- [Problem to work on] Copy out the lines from the one containing "For the benchmark card, identify each instance of the cracked" through the end of the records, inclusive, and put "tree limb" in place of "tree branch" while keeping everything else the same. Leave the pictures out.

- [Records for the exercise]
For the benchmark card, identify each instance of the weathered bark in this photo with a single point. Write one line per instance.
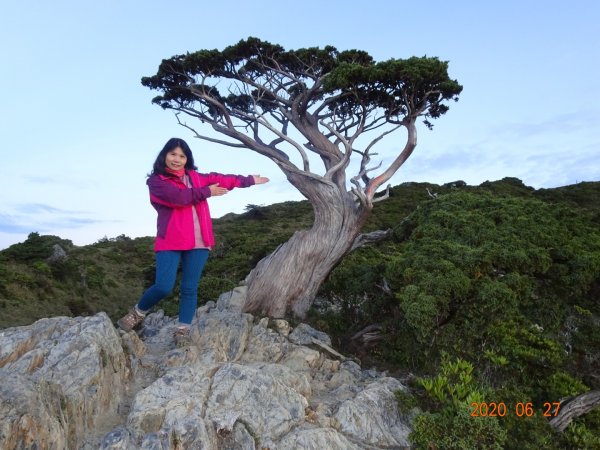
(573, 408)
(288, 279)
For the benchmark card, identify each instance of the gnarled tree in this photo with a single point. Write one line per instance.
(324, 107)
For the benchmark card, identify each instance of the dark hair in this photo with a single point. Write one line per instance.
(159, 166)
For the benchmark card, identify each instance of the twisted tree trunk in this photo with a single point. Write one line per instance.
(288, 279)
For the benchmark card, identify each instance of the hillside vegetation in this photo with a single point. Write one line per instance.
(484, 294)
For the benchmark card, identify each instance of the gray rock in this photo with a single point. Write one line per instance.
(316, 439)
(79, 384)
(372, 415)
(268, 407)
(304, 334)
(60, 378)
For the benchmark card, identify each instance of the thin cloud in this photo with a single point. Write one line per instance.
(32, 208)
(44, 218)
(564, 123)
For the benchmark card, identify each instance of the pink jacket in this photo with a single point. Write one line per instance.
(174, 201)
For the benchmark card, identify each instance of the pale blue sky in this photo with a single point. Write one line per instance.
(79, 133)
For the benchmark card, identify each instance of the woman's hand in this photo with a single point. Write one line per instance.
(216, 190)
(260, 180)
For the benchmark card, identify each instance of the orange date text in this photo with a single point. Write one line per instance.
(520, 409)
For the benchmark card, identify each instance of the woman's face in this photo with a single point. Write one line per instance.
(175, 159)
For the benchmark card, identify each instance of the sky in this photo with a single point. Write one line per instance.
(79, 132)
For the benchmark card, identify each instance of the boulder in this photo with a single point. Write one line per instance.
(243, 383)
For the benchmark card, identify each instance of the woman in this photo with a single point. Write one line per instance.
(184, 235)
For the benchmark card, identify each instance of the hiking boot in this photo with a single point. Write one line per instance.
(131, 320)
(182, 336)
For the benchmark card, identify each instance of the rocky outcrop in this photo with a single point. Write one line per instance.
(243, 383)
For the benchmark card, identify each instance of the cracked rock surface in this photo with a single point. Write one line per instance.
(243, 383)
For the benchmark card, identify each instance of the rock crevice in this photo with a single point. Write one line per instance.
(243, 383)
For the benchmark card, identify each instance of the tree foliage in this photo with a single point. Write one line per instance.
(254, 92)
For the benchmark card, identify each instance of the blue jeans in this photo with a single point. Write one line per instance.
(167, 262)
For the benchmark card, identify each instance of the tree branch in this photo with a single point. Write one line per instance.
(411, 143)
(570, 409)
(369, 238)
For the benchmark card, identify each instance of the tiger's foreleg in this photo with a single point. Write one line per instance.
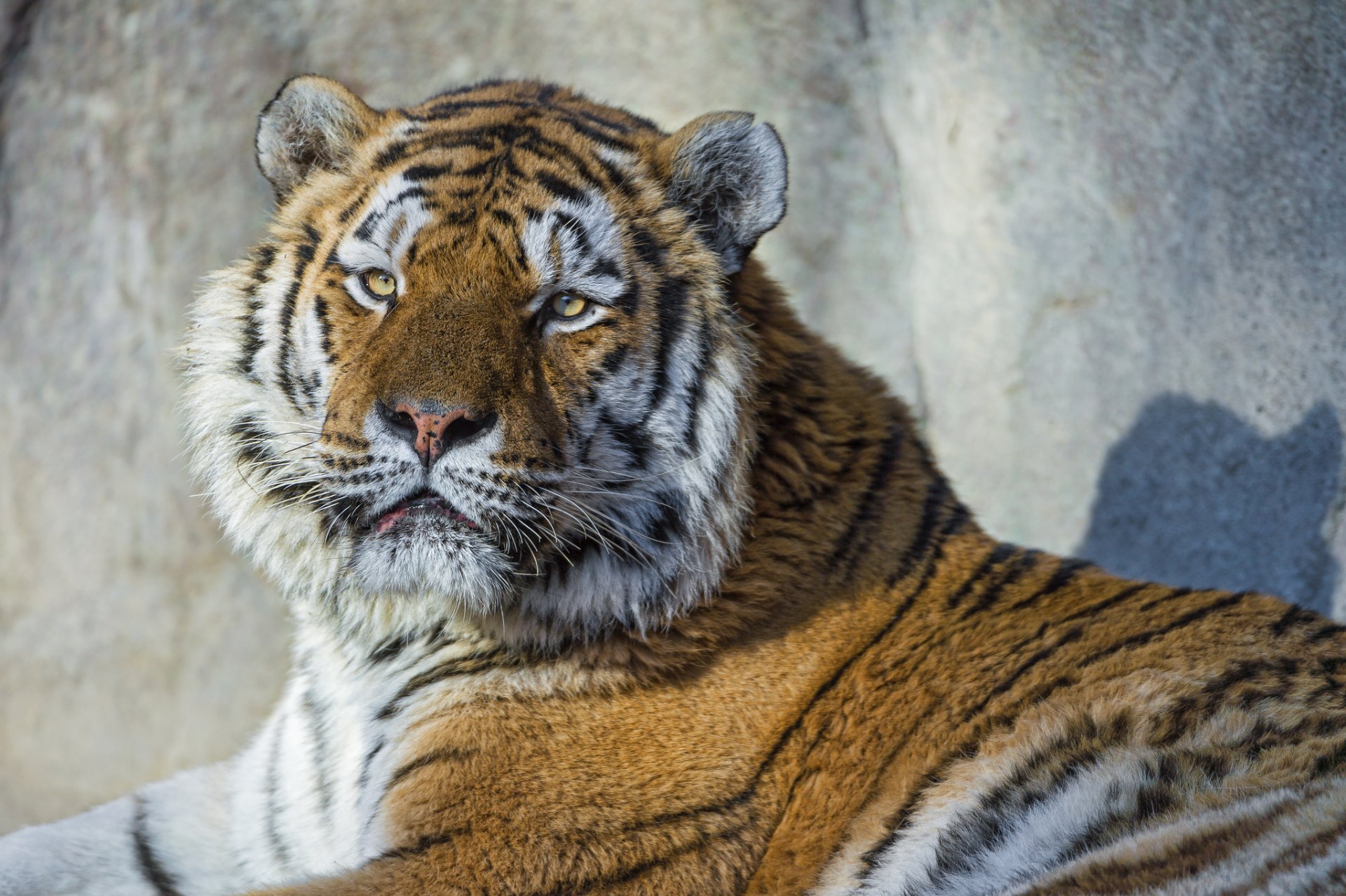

- [Response below]
For the benchmark card, identify each instance of the cracked rock surface in this photo with a single point. Write one line per instance.
(243, 383)
For the benchmark card, identify each instance of the rock crevice in this photo with a single point. Write one line per instance.
(243, 383)
For the benchmark card, identify each instance of the tree foliage in this photo with a single point. Write one line per instance.
(254, 92)
For the benchmark card, identify each instance of the blue jeans in this photo with a single point. Write one line per instance.
(167, 262)
For the benchmark card, identify each instance of the tree limb in this photo with a single point. Write one line per instance.
(411, 143)
(570, 409)
(369, 238)
For the benchmark card, identify each instance of the tiger's foreleg in this photo with a single point. Write one line per instance.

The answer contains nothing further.